→ PROMPT:
Answer these questions about the sermon below:
1. What does the sermon say the question is no longer?
2. According to the sermon, what did Luther say the church should always be doing?
3. What three foundations does the sermon say Luther named?
(PAGE TEXT)
It’s possible that we, as a community, as individuals, as the church writ large, have come to a point that the question is no longer what do we want to be when we grow up, but what do we want our legacy to be, what do we want to say we stood for once we grew into who we wanted to be. Do we want to be known for maintaining the status quo, not rocking the boat when things get hard, for striving for institutional survival even if it means sometimes sacrificing the call of the gospel? Or do we want to be known for doing the hard work of justice when it is called for? Do we want to be known for doing whatever we can to live into the call of the gospel even when its daunting, isolating, and relentless? One of those roads is easy and one is immensely difficult, but only one of those roads is the one we’re actually called to follow.
Luther said once that the church should always be reforming, that it should never get content that the work is finished. We live in a world that is begging the church to be about the work of reformation, to shake off the cobwebs of what once was and dare to ask what can be now. We cannot be a church that lives in isolation from the world around us, but must confront the problems that are in our own neighborhoods, our own lives, our own institutions and then dare to try and do something about them, rather than just shrug and say, well, it’s always been this way, there’s not much we can do here that hasn’t been done or tried before.
The church is looking into a future that for sure feels uncertain, where we aren’t necessarily sure what it will look like to be “the church,” but it is a future that needs what we stand for—grace, love, seeing our neighbor as they are, daring to ask the hard questions of what can we do differently. Luther said our foundations were faith alone, Christ alone, and scripture alone. Scripture tells us that Christ calls us to radical love for our neighbor, born out of the radical love God has for us, and that is what we profess to have faith in, so how are we going to live that out? How are we going to continue to build on that foundation as we look ahead to the next ten years, the next 500? May we dare to be Reformation people, a Reformation church that does not ever think the work is done, but knows that the gospel is evercalling us forward to serve better and love more. People of God, we have grown up, we have laid the foundations, we know who we are, but may we ask ourselves faithfully and honestly what we want to build? AMEN!!!
(End PAGE TEXT)
(STUDY MATERIAL)
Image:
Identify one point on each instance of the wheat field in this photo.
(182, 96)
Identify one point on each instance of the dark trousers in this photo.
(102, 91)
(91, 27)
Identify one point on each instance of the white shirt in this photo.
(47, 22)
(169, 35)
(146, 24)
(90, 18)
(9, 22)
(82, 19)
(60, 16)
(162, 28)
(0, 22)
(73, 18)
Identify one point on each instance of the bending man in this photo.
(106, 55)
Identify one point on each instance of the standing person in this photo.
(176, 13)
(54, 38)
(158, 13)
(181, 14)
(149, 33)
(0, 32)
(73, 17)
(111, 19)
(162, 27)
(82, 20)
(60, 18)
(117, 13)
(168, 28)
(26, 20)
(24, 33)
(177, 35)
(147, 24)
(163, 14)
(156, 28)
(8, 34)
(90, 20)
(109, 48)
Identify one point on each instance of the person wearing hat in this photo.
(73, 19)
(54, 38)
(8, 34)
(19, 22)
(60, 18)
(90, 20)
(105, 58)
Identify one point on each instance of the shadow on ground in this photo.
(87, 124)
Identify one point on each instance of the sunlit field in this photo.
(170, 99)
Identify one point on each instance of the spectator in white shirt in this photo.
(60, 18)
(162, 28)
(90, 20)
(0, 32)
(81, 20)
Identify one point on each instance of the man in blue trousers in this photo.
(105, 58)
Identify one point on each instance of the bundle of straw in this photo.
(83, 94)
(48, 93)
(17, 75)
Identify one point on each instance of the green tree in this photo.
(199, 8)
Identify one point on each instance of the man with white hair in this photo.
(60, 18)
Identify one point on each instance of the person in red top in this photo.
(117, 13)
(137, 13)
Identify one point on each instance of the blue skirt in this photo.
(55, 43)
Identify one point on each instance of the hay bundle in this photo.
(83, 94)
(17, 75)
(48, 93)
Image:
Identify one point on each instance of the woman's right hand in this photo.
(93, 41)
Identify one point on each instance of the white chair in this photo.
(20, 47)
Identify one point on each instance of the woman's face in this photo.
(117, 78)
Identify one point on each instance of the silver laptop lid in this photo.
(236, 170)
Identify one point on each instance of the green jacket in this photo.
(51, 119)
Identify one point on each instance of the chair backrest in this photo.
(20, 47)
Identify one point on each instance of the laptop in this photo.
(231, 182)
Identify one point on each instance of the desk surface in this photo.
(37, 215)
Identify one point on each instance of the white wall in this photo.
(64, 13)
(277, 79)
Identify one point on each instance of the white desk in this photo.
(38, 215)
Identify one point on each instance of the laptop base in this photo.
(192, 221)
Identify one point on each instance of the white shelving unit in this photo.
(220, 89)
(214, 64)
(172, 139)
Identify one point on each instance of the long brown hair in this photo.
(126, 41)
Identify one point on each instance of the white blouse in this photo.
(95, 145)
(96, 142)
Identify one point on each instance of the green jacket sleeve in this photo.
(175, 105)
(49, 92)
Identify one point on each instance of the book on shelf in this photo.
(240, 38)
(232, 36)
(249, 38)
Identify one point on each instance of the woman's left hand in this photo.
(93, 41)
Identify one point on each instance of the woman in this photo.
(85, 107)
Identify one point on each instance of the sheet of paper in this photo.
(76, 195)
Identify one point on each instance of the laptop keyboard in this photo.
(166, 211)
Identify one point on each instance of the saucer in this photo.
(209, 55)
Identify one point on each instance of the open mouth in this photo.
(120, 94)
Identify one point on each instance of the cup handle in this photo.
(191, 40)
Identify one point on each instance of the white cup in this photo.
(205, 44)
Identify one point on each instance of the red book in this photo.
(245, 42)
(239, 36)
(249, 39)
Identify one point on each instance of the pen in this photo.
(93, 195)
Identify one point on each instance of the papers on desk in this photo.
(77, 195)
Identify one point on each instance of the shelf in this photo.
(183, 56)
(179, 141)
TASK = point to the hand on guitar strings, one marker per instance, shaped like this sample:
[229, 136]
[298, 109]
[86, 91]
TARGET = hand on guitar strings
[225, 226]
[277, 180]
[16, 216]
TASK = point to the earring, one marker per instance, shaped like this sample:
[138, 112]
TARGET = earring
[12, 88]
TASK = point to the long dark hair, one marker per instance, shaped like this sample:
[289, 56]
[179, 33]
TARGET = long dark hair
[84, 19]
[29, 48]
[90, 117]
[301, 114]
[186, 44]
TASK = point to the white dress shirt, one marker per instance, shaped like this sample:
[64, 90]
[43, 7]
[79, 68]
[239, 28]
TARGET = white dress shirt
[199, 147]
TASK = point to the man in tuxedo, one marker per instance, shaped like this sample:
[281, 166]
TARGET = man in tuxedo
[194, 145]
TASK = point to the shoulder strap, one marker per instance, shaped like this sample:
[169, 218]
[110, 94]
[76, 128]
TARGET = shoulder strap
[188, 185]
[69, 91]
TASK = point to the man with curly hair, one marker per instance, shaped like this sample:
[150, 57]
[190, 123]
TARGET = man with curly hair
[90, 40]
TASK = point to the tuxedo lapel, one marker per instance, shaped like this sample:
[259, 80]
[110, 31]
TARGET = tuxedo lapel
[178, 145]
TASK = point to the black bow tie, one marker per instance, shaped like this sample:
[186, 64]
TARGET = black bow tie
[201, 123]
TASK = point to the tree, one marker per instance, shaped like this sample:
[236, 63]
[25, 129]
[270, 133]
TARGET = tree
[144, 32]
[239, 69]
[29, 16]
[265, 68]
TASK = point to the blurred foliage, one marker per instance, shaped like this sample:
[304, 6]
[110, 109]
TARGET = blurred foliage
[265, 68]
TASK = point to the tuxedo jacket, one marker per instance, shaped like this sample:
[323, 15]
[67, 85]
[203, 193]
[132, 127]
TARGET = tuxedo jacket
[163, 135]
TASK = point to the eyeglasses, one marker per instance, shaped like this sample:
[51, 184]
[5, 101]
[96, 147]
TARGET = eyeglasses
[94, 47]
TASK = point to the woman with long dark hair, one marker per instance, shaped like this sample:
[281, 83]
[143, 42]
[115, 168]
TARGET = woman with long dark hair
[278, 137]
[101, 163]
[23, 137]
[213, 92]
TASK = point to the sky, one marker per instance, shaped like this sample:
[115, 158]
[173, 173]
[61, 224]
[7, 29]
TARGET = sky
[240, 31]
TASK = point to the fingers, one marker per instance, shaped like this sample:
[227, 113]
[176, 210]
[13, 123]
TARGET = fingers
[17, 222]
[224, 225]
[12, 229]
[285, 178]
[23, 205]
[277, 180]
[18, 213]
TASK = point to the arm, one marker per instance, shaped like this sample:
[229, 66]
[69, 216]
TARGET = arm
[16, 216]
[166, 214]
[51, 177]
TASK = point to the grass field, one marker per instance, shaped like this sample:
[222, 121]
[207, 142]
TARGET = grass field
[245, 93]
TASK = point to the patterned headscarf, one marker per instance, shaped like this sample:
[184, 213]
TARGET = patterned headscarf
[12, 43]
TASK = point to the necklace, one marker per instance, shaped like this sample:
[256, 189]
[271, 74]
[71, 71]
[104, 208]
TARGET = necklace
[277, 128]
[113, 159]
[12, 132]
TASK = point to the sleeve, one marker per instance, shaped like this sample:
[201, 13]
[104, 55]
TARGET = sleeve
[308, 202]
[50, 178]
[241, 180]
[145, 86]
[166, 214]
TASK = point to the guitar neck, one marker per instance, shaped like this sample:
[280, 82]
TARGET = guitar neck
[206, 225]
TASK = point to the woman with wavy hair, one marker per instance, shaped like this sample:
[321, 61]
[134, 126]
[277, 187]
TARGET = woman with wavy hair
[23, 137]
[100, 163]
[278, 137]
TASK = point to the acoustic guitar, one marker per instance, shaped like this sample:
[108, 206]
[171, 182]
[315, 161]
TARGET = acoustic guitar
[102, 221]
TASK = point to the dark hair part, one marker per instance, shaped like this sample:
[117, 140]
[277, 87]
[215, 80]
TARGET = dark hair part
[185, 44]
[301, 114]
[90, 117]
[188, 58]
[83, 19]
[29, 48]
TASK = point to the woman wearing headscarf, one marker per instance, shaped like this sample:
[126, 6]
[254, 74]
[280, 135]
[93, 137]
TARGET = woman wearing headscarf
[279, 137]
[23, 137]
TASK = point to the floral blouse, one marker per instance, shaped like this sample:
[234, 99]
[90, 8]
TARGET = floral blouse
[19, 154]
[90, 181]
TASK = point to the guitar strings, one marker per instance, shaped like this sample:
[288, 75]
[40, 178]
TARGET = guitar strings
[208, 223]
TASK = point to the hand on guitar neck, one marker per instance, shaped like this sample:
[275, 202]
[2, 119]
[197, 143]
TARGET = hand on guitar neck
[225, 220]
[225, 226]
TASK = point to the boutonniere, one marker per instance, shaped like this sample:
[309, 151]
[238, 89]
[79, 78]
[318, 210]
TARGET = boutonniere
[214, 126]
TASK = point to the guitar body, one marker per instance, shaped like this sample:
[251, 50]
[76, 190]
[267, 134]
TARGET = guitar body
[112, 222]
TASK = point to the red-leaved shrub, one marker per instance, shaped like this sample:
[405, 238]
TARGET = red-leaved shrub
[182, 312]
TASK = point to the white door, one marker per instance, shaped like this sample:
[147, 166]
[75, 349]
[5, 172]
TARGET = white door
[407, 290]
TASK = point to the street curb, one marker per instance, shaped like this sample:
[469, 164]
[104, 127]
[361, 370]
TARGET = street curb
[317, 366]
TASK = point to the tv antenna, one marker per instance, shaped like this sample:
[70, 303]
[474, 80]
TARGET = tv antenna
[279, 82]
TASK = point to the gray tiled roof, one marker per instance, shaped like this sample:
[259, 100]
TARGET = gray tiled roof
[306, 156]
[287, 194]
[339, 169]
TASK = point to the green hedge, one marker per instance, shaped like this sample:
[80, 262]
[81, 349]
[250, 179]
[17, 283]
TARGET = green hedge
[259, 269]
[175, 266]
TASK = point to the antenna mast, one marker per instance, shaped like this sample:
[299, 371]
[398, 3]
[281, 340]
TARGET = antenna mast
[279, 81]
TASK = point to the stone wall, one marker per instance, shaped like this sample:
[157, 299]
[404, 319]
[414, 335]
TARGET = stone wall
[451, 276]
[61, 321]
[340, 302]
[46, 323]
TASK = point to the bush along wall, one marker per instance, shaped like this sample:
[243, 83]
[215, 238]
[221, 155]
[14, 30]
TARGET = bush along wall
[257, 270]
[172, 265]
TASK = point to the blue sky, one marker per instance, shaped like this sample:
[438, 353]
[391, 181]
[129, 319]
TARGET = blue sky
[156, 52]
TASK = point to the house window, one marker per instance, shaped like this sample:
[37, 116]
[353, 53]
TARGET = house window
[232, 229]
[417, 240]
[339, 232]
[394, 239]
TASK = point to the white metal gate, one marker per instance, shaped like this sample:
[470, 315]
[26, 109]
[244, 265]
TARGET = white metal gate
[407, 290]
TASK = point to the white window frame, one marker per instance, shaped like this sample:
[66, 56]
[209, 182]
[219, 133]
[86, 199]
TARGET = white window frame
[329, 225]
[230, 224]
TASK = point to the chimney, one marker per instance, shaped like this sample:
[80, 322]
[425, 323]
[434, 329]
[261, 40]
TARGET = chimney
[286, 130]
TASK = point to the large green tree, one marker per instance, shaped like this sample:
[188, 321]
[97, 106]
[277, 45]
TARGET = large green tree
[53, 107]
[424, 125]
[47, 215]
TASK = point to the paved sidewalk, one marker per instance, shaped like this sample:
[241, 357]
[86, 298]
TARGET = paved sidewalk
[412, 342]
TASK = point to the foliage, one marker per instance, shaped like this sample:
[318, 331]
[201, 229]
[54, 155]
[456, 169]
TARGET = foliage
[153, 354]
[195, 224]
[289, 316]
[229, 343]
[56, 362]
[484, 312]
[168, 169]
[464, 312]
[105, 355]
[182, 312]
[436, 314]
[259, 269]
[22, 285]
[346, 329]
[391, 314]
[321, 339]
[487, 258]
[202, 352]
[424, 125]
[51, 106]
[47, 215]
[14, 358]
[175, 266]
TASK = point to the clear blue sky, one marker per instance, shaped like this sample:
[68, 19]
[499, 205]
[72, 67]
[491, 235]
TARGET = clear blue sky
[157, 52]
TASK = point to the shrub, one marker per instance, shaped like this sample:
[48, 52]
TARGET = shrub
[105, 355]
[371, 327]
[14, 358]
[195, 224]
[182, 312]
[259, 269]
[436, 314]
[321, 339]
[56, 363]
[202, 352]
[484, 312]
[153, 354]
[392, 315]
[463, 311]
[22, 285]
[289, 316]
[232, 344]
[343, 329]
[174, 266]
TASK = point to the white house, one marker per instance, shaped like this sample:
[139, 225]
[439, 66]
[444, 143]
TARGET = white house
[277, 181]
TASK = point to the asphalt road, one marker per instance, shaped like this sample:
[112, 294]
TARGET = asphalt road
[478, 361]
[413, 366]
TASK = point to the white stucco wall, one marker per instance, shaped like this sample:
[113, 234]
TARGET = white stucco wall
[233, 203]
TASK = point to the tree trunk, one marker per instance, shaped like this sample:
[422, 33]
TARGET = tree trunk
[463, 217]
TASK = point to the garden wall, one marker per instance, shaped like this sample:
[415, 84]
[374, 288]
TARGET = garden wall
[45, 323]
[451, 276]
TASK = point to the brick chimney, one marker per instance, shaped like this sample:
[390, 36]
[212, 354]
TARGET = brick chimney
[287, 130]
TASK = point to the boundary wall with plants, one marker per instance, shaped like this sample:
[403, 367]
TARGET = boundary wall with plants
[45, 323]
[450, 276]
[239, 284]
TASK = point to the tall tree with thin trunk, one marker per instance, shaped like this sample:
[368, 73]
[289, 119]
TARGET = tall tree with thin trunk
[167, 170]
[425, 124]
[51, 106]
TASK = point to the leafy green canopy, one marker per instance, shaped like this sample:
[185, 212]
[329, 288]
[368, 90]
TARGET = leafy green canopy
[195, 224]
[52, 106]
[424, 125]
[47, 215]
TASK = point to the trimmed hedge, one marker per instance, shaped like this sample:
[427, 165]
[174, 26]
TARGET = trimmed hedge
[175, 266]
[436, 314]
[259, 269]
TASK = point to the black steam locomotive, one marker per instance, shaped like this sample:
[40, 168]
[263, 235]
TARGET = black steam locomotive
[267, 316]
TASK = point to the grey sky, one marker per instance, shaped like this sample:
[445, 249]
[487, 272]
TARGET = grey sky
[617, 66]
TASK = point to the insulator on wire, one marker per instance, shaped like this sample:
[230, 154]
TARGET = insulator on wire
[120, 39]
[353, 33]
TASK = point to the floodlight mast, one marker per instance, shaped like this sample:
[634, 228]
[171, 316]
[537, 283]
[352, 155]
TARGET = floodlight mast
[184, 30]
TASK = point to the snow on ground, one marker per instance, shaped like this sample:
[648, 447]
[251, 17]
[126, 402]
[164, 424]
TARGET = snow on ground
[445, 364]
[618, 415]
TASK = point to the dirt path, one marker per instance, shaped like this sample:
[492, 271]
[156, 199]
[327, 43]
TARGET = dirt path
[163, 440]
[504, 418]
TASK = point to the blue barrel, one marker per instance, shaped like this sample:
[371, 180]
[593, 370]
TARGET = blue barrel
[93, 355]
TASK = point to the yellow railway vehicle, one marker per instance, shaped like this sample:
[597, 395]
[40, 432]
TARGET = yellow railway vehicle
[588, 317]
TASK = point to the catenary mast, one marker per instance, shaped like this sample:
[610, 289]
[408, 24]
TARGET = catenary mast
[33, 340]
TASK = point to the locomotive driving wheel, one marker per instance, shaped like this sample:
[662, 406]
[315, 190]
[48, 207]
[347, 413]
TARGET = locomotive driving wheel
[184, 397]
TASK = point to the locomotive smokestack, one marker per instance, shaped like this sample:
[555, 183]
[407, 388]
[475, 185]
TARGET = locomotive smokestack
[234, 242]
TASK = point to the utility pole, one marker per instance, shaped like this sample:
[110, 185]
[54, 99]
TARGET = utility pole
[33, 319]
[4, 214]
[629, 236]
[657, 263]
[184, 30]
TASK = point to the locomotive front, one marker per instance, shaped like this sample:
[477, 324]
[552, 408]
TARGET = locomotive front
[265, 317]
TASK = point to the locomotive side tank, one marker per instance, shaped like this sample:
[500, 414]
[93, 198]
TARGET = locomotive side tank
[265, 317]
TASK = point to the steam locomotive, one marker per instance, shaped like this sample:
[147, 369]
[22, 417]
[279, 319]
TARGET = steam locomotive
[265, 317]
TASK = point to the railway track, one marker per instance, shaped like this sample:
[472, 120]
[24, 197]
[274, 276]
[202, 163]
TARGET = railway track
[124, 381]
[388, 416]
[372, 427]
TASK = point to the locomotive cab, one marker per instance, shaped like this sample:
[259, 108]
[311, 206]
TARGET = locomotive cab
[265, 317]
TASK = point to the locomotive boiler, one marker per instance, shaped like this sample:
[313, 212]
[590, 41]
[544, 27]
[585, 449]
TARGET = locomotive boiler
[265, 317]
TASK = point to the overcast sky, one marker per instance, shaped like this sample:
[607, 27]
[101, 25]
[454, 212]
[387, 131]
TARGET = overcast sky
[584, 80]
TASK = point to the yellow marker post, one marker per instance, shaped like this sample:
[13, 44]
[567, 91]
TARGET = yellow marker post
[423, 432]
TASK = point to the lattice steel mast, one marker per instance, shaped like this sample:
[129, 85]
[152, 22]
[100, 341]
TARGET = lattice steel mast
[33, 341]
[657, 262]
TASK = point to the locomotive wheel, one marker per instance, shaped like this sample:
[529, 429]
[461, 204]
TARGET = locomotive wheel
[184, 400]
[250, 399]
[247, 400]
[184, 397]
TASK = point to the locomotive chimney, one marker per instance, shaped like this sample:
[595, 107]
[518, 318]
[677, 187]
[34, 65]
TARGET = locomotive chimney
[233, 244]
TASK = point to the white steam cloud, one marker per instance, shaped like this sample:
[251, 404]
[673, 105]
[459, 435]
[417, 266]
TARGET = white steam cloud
(End STUDY MATERIAL)
→ PROBLEM SOLUTION:
1. The question is no longer what we want to be when we grow up.
2. Luther said the church should always be reforming and should never get content that the work is finished.
3. Luther named faith alone, Christ alone, and scripture alone.